What to work on.
- 1) Answer these questions from the passage on corporate margins.
(a) What did Amazon recently implement after political pressure?
(b) What did Facebook dramatically reduce after its Cambridge Analytica scandal?
(c) What three causes does the passage give for the decline in outsourcing benefits?
- 2) In one to three sentences, explain why the passage on corporate margins says the fading of support factors may signal the end of revenue momentum.
- 3) Please reproduce the passage on corporate margins word for word, from "Given the rather" to "generate going forward.".

Passage.
━━━━━━━━━━━━━━━━

Underinvestment in capex can have negative implications for sales growth, market share, and ability to compete effectively in a rapidly changing market. Companies that have fallen behind on the investment curve and are starting to see the adverse effects of restrained capex will need to step up spending.
  • RegulationRecent years have seen a more relaxed regulatory environment and less intervention across industries with technology being a prominent example.  The resulting consolidation of power has served to boost pricing power and limit competition as best exemplified by the FAANG[3] cohort, which seems destined for increased oversight. In the aftermath of its Cambridge Analytica scandal, Facebook has dramatically reduced its margin expectations as its costs have skyrocketed due to heavy hiring, fines, and potential regulatory costs. Similarly, Alphabet (Google) has been in the crossfire of privacy issues in Europe. After political pressure, Amazon recently implemented a companywide minimum wage and is likely to get much closer antitrust scrutiny. Apple has repeatedly been in the headlines with anti-competitive app store practices and rates.

The Outlook for Margins

Given the rather complex inputs to corporate margins, both magnitude and direction from here are hard to pinpoint. However, given the current data regarding the state of the consumer and the economy, it seems it will be difficult for these indicators to continue to improve from current peaks in real terms.
 
As discussed, these historic highs were not achieved without abundant help from fiscal and monetary stimulus worldwide, including record low interest rates, ongoing quantitative easing through central bank asset purchases, a net decline in oil prices and corporate and consumer tax cuts. It then stands to reason that the fading of these support factors may signal the end of revenue momentum as growth will be harder to generate going forward.
 
The cost side of the margin equation is less straightforward because of the role of technology and automation. While outsourcing benefits have declined due to trade tensions, rising global labor costs, and lower taxes in the US, technology continues to bring improved efficiencies. New technologies, heavier reliance on industrial robotics, and ever more prevalent deployment of automation and artificial intelligence (AI) across value chains, logistics, and distribution networks have served to suppress cost inflation.

━━━━━━━━━━━━━━━━

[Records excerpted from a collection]
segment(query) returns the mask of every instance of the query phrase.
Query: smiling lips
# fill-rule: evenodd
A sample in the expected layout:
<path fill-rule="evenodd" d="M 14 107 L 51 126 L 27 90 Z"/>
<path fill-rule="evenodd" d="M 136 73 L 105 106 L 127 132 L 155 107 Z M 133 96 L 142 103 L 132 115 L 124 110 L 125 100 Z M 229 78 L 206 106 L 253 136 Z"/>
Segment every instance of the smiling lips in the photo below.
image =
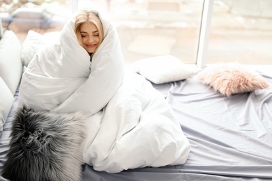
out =
<path fill-rule="evenodd" d="M 86 46 L 89 48 L 93 48 L 95 47 L 96 47 L 96 44 L 94 44 L 94 45 L 86 45 Z"/>

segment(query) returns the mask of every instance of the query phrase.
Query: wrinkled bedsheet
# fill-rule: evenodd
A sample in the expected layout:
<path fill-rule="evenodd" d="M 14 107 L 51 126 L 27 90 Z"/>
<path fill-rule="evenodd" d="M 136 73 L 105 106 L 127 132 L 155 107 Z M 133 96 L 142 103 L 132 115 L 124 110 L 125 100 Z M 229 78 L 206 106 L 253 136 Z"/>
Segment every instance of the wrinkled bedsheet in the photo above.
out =
<path fill-rule="evenodd" d="M 96 171 L 184 164 L 190 143 L 172 108 L 144 77 L 124 71 L 116 30 L 100 19 L 105 38 L 91 64 L 72 19 L 60 40 L 38 52 L 29 64 L 18 106 L 86 115 L 84 162 Z"/>

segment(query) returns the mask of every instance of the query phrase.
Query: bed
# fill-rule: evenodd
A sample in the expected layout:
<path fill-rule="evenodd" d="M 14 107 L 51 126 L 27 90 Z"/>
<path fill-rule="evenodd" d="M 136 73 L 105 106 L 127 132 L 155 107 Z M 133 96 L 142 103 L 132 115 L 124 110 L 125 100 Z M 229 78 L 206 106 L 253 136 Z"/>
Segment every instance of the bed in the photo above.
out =
<path fill-rule="evenodd" d="M 20 47 L 17 41 L 9 43 L 12 45 L 10 48 L 13 49 L 14 43 Z M 1 99 L 10 93 L 13 97 L 8 100 L 8 113 L 2 116 L 4 120 L 0 136 L 0 171 L 9 150 L 11 123 L 20 92 L 23 70 L 20 51 L 20 47 L 15 51 L 19 58 L 13 59 L 13 65 L 10 65 L 6 74 L 1 74 L 1 77 L 5 77 L 3 79 L 6 82 L 7 74 L 11 77 L 8 79 L 12 79 L 8 85 L 3 81 L 1 84 L 2 90 L 3 87 L 10 90 L 1 93 Z M 1 52 L 6 53 L 6 49 Z M 13 58 L 15 54 L 13 54 Z M 1 63 L 3 66 L 4 63 Z M 146 64 L 145 67 L 147 65 L 150 65 Z M 179 127 L 189 140 L 189 157 L 181 165 L 139 168 L 118 173 L 97 171 L 85 164 L 82 165 L 82 180 L 272 180 L 271 87 L 226 95 L 203 83 L 199 75 L 204 70 L 187 74 L 181 80 L 164 79 L 158 84 L 145 74 L 144 71 L 130 68 L 127 68 L 127 71 L 135 71 L 146 77 L 171 106 Z M 271 75 L 261 72 L 257 74 L 269 84 L 272 84 Z M 0 177 L 0 180 L 6 180 Z"/>

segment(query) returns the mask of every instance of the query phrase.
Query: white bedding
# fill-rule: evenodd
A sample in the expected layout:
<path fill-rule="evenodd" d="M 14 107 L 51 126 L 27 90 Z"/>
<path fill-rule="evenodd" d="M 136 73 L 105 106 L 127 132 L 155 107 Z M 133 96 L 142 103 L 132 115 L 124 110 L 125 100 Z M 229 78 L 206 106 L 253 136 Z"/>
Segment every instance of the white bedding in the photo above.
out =
<path fill-rule="evenodd" d="M 97 171 L 118 173 L 183 164 L 190 144 L 172 110 L 143 77 L 124 72 L 117 33 L 98 15 L 105 39 L 91 66 L 77 40 L 72 19 L 60 41 L 38 52 L 29 63 L 18 105 L 87 115 L 84 162 Z"/>

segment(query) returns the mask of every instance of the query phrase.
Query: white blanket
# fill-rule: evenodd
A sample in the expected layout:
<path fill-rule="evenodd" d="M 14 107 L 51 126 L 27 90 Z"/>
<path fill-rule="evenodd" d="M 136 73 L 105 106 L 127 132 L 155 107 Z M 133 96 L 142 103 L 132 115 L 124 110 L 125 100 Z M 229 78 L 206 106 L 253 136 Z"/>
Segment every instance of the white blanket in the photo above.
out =
<path fill-rule="evenodd" d="M 77 42 L 73 19 L 59 40 L 29 63 L 21 82 L 19 106 L 86 114 L 89 131 L 84 162 L 97 171 L 118 173 L 183 164 L 190 144 L 172 110 L 143 77 L 125 73 L 116 30 L 98 15 L 105 39 L 91 65 Z"/>

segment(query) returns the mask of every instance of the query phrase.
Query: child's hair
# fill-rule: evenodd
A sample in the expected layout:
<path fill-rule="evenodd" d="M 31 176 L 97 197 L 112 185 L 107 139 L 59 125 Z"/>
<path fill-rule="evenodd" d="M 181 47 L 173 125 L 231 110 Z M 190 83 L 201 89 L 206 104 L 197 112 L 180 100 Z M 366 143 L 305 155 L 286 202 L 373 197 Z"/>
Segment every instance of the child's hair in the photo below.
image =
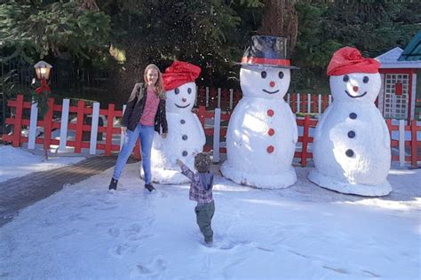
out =
<path fill-rule="evenodd" d="M 199 152 L 195 156 L 195 167 L 200 173 L 208 172 L 211 163 L 210 157 L 203 152 Z"/>

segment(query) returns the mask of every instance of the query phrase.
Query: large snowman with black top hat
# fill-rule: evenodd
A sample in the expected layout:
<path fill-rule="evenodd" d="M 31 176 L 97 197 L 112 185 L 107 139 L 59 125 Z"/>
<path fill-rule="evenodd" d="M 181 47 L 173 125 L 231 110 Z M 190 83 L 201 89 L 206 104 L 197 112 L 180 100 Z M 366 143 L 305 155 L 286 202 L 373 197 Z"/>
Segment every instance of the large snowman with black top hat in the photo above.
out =
<path fill-rule="evenodd" d="M 188 178 L 179 172 L 177 159 L 194 170 L 195 154 L 203 151 L 206 138 L 197 115 L 192 113 L 196 97 L 195 80 L 201 68 L 174 61 L 163 74 L 166 91 L 166 138 L 154 136 L 151 152 L 152 180 L 159 183 L 184 183 Z"/>
<path fill-rule="evenodd" d="M 242 58 L 242 98 L 230 118 L 227 159 L 222 175 L 243 185 L 280 189 L 295 183 L 291 167 L 298 139 L 297 123 L 285 103 L 290 82 L 283 37 L 251 38 Z"/>
<path fill-rule="evenodd" d="M 380 63 L 354 48 L 336 51 L 328 66 L 332 104 L 319 121 L 313 144 L 316 184 L 343 193 L 384 196 L 392 191 L 389 131 L 374 101 Z"/>

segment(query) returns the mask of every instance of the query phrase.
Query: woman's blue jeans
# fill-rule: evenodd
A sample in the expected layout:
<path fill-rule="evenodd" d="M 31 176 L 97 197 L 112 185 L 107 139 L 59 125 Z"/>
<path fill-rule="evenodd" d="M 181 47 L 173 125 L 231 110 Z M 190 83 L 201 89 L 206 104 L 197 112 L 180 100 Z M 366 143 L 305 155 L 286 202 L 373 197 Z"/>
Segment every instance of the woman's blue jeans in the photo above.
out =
<path fill-rule="evenodd" d="M 126 130 L 124 143 L 123 144 L 122 151 L 118 154 L 117 163 L 115 163 L 115 167 L 114 167 L 114 179 L 120 179 L 123 169 L 139 137 L 140 139 L 142 152 L 142 167 L 145 172 L 145 183 L 151 183 L 151 149 L 152 140 L 154 140 L 154 126 L 144 126 L 142 124 L 138 124 L 134 131 Z"/>

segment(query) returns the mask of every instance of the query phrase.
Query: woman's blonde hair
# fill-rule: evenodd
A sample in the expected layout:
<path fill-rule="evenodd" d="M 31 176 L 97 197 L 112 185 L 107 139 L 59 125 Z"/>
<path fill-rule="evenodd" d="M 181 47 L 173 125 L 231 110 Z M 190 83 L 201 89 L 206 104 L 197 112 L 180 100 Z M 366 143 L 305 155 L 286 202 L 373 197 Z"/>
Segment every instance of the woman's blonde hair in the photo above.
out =
<path fill-rule="evenodd" d="M 163 74 L 161 74 L 161 71 L 159 70 L 158 66 L 155 66 L 155 64 L 149 64 L 146 68 L 145 68 L 145 73 L 143 74 L 143 80 L 145 81 L 145 84 L 147 85 L 147 71 L 150 69 L 155 69 L 158 72 L 158 80 L 156 80 L 156 82 L 155 83 L 155 90 L 156 91 L 156 95 L 159 97 L 163 97 L 165 94 L 165 91 L 163 90 Z"/>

━━━━━━━━━━━━━━━━

Outputs by task.
- 1)
(a) A companywide minimum wage.
(b) Its margin expectations.
(c) Trade tensions, rising global labor costs, and lower taxes in the US.

- 2) The historic highs in margins were reached with abundant help from fiscal and monetary stimulus worldwide. That help included record low interest rates, ongoing quantitative easing, a net decline in oil prices, and corporate and consumer tax cuts. As these supports fade, growth will be harder to generate.

- 3)
Given the rather complex inputs to corporate margins, both magnitude and direction from here are hard to pinpoint. However, given the current data regarding the state of the consumer and the economy, it seems it will be difficult for these indicators to continue to improve from current peaks in real terms.
 
As discussed, these historic highs were not achieved without abundant help from fiscal and monetary stimulus worldwide, including record low interest rates, ongoing quantitative easing through central bank asset purchases, a net decline in oil prices and corporate and consumer tax cuts. It then stands to reason that the fading of these support factors may signal the end of revenue momentum as growth will be harder to generate going forward.